> **WORK TO COMPLETE**
Go line by line through the data and copy those with the word "building".

(Extracted records)
------------
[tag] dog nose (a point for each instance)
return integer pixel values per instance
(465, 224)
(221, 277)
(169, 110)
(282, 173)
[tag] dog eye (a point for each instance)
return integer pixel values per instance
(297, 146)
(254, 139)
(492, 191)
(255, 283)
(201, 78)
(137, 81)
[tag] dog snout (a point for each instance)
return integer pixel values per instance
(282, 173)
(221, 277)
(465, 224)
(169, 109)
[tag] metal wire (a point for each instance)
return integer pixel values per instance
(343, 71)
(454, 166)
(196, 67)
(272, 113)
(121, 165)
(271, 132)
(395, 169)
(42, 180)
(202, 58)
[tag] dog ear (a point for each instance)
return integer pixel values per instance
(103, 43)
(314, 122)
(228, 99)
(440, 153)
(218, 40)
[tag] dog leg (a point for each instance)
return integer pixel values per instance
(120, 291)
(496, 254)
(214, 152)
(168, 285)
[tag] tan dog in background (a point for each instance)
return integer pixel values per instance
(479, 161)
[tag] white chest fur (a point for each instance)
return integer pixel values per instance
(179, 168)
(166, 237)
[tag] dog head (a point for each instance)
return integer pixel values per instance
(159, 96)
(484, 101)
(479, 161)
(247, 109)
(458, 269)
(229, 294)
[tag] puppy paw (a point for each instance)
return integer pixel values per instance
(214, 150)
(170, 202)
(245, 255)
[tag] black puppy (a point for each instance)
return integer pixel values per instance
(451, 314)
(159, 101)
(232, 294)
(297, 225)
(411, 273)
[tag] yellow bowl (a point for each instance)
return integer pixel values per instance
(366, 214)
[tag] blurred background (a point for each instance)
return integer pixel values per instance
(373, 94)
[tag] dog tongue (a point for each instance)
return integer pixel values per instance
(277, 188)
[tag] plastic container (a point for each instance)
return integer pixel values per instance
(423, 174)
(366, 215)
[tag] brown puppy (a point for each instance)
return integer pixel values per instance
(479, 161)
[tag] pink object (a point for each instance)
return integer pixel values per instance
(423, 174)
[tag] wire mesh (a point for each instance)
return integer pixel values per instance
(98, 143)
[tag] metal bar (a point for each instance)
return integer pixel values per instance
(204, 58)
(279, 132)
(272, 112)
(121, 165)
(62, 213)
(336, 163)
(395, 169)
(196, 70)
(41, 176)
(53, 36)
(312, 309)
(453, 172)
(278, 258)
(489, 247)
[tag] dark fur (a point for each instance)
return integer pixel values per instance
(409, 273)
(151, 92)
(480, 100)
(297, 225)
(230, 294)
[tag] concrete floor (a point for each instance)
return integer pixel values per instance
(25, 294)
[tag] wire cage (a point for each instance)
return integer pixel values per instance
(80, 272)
------------
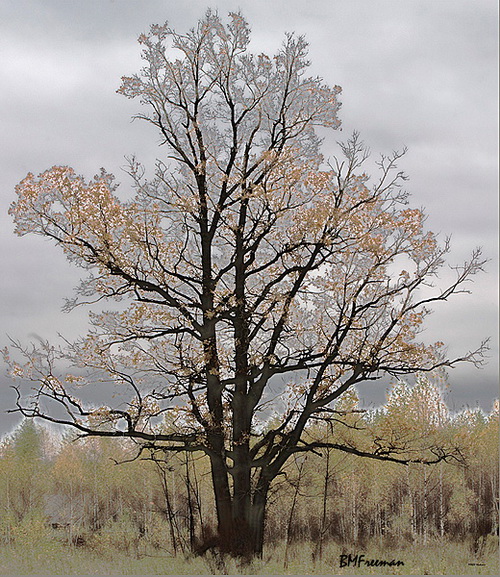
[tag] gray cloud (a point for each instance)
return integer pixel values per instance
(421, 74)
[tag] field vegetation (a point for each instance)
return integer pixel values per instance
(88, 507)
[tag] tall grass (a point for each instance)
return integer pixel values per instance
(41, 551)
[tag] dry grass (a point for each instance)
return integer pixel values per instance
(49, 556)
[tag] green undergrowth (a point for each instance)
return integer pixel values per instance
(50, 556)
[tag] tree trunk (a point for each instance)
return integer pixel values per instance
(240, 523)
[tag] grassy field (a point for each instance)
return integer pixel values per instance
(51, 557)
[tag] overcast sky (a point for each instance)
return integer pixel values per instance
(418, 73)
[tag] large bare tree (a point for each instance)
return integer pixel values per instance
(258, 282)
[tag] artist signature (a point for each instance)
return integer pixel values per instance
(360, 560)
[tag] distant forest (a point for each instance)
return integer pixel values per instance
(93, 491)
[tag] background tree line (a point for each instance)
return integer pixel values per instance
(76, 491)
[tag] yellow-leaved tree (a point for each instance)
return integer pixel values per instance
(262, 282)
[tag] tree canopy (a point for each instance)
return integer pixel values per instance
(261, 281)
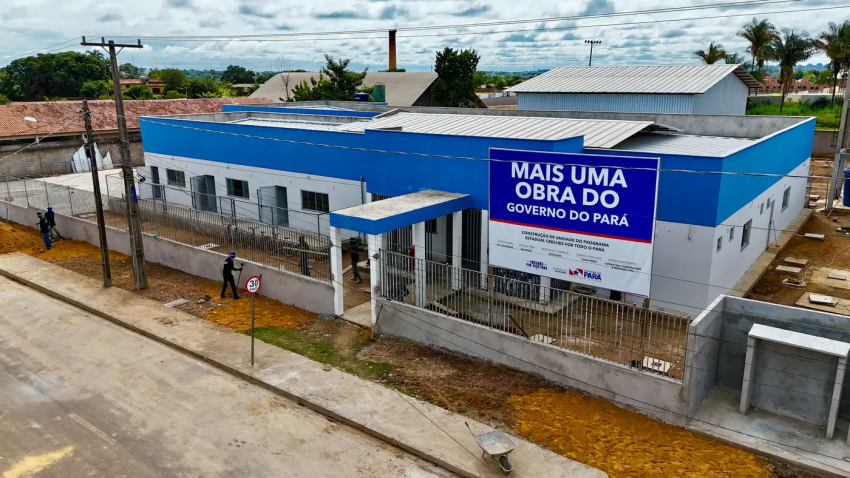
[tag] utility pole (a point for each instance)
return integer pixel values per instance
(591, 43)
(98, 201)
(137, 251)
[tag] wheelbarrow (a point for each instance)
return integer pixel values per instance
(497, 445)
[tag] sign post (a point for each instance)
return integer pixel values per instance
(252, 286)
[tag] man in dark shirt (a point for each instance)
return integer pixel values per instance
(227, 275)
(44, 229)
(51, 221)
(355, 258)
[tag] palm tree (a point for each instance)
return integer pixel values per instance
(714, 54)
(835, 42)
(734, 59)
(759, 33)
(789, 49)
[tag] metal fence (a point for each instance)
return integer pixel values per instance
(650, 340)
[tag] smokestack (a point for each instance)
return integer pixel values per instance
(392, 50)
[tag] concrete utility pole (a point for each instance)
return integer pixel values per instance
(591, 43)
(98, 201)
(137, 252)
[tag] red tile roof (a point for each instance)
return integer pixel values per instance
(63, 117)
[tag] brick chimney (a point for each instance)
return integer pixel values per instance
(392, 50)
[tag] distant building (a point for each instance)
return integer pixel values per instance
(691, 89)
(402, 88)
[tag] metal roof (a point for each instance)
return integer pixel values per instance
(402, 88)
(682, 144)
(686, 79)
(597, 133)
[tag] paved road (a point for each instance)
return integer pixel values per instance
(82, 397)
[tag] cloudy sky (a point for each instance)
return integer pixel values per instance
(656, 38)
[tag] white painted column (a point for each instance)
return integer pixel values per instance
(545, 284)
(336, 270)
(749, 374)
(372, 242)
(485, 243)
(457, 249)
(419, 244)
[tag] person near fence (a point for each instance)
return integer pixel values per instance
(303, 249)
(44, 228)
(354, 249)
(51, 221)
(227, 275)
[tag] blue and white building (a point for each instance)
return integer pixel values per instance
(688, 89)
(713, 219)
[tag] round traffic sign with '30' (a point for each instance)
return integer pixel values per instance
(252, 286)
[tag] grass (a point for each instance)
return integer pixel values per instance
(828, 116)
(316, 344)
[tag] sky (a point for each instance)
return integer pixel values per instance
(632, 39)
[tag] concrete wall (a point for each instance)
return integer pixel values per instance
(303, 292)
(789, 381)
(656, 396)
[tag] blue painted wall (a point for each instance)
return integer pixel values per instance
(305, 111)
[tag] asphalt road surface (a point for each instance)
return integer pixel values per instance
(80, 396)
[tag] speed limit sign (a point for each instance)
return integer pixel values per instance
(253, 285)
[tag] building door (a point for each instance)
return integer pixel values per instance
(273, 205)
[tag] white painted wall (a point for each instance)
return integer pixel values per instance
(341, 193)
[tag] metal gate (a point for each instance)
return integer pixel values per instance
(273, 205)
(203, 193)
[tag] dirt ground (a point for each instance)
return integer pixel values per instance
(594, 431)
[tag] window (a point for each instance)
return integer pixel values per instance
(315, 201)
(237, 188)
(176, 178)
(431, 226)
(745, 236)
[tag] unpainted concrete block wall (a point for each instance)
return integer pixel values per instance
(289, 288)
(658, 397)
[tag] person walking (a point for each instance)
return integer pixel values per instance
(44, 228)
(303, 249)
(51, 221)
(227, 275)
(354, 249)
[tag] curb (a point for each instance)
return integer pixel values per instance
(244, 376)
------------
> **EXERCISE OUTPUT**
[tag] distant building (a point for each instance)
[tag] blue and white building (a point for each instance)
[tag] building door (a point for each instance)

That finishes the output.